* [Problem statement] For each line below that includes the string "formation", show the whole line.

* [Data excerpts]
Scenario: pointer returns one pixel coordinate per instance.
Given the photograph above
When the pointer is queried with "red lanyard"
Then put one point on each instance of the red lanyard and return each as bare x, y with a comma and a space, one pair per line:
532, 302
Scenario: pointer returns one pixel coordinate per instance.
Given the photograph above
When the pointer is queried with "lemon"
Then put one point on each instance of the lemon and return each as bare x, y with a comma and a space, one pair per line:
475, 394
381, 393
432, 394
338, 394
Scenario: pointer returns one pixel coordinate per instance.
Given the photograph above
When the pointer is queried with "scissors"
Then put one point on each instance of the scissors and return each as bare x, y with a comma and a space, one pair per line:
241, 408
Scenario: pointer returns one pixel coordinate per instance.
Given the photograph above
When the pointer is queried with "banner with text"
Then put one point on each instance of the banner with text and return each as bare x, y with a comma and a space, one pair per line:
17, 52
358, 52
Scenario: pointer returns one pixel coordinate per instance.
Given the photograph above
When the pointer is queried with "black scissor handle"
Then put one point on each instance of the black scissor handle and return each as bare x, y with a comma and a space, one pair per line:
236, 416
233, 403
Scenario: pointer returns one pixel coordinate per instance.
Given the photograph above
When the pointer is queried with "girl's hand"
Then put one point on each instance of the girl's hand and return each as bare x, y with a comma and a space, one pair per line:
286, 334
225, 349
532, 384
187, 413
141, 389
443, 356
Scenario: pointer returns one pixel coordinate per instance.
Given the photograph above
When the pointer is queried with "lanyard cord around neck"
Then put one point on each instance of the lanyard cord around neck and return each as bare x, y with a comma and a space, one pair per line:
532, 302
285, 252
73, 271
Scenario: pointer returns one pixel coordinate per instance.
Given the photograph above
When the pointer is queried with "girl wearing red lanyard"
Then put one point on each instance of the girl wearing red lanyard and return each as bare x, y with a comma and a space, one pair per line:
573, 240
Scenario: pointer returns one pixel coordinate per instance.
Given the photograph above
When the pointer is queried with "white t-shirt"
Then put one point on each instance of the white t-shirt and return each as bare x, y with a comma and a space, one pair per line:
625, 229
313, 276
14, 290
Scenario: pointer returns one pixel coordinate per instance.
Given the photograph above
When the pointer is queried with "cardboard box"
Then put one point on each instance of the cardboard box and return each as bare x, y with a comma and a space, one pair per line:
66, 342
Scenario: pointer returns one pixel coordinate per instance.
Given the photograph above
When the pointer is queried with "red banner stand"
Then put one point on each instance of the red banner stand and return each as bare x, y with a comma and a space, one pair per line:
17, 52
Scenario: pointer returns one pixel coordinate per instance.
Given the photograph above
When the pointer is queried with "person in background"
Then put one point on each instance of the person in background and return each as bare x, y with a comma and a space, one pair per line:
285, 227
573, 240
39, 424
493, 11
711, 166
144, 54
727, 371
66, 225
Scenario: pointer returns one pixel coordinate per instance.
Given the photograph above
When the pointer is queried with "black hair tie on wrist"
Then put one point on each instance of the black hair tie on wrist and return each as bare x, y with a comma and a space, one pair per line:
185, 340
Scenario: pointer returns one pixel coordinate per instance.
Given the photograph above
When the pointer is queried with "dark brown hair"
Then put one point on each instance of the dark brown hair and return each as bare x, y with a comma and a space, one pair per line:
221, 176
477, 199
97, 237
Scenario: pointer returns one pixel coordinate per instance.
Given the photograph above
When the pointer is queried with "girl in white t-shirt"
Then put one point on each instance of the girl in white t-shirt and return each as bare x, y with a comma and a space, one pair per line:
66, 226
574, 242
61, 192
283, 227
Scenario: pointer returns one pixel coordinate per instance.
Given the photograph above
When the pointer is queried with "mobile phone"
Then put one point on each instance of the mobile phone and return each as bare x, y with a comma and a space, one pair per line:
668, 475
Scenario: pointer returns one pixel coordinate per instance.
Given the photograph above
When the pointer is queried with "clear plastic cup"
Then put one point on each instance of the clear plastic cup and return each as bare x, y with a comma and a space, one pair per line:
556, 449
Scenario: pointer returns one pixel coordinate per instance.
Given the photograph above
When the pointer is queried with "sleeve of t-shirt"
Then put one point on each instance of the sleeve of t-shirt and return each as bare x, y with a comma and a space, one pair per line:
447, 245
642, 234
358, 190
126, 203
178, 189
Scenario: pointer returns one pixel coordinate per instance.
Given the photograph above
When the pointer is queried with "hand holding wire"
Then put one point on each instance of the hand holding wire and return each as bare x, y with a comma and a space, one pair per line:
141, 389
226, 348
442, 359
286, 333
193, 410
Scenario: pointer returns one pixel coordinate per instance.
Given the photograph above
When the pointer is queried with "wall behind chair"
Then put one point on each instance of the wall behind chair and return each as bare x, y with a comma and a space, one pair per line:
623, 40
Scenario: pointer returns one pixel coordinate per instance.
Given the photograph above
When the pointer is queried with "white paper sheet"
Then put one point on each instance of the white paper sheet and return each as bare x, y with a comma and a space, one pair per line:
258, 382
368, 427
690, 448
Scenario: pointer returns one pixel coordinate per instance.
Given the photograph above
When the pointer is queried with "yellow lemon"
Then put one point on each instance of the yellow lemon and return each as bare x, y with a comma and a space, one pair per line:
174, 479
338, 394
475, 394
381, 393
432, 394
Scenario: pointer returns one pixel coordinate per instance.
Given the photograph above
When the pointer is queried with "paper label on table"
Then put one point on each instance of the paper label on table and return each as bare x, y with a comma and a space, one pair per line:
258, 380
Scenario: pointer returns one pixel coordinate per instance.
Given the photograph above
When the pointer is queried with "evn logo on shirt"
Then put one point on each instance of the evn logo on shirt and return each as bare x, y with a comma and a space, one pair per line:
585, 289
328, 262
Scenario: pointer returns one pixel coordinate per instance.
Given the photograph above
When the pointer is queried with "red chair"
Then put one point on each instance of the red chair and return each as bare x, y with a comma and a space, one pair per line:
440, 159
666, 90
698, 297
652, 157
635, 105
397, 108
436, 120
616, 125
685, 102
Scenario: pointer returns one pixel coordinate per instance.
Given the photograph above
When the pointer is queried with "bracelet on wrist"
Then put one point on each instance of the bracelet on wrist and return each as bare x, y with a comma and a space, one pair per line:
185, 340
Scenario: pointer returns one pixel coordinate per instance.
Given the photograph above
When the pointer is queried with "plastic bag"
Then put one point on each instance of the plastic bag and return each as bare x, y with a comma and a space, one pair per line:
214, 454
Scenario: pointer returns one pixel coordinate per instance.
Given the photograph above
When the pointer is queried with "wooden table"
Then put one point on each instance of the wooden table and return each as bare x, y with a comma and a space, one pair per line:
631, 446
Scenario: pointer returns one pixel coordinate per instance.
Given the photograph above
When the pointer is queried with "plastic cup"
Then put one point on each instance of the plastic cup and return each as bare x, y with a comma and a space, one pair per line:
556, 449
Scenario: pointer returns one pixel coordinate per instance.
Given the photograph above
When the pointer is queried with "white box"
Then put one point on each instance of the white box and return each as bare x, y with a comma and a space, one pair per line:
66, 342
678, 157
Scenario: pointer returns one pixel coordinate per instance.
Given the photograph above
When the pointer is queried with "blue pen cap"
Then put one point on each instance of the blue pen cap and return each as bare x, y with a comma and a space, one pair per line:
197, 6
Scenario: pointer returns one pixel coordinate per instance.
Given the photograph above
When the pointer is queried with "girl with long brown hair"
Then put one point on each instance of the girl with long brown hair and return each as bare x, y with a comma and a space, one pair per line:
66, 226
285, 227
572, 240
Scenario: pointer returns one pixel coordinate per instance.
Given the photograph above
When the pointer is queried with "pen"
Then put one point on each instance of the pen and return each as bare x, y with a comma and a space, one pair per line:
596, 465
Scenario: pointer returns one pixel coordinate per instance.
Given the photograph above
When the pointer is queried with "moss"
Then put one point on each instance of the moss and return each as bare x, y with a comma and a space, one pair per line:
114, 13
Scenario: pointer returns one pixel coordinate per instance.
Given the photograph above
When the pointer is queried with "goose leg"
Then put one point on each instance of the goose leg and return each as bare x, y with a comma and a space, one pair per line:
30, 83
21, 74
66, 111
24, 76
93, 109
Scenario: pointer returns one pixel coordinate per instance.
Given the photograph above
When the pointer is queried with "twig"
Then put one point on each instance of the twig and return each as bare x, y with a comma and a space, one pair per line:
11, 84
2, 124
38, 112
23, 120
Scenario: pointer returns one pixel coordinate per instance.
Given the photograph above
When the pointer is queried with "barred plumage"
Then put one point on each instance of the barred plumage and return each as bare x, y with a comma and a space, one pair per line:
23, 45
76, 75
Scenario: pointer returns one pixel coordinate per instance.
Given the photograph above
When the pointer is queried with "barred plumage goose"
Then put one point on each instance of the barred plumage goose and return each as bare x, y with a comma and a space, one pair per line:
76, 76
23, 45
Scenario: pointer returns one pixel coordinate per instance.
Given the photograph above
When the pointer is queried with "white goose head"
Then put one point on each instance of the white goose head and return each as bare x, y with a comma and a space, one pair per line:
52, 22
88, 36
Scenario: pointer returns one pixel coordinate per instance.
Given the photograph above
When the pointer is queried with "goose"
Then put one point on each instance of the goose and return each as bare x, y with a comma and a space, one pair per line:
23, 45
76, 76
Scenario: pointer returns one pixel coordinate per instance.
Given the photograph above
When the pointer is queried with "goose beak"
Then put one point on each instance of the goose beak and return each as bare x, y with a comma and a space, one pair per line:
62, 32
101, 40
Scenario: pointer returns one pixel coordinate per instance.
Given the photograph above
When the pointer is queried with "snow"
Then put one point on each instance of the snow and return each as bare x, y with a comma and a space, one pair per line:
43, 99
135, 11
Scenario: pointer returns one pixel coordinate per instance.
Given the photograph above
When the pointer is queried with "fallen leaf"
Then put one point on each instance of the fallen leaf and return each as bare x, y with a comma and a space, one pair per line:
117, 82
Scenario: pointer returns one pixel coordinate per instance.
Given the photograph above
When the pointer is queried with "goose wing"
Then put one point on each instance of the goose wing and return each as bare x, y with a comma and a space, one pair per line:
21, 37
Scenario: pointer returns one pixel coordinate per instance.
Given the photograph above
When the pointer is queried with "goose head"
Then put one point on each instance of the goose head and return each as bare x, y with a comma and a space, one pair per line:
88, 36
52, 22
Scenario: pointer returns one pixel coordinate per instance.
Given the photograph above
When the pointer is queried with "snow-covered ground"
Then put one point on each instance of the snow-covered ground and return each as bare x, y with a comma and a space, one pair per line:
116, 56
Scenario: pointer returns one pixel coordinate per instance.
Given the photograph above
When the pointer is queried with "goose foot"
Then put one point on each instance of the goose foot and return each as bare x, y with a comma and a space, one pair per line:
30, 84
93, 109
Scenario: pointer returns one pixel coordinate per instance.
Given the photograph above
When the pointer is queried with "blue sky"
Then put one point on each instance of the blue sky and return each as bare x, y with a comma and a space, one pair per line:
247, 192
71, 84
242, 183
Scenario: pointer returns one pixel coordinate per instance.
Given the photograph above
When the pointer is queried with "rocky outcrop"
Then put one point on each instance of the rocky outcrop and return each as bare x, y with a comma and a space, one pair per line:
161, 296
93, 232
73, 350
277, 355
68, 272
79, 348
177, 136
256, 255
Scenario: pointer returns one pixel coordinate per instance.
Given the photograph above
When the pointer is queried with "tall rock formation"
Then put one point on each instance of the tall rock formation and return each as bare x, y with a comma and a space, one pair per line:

* [Answer space]
When the pointer is queried with "tall rock formation"
Then put one point on each instance of the tall rock formation and return each as bare x, y with a comma and a space, one pair per line:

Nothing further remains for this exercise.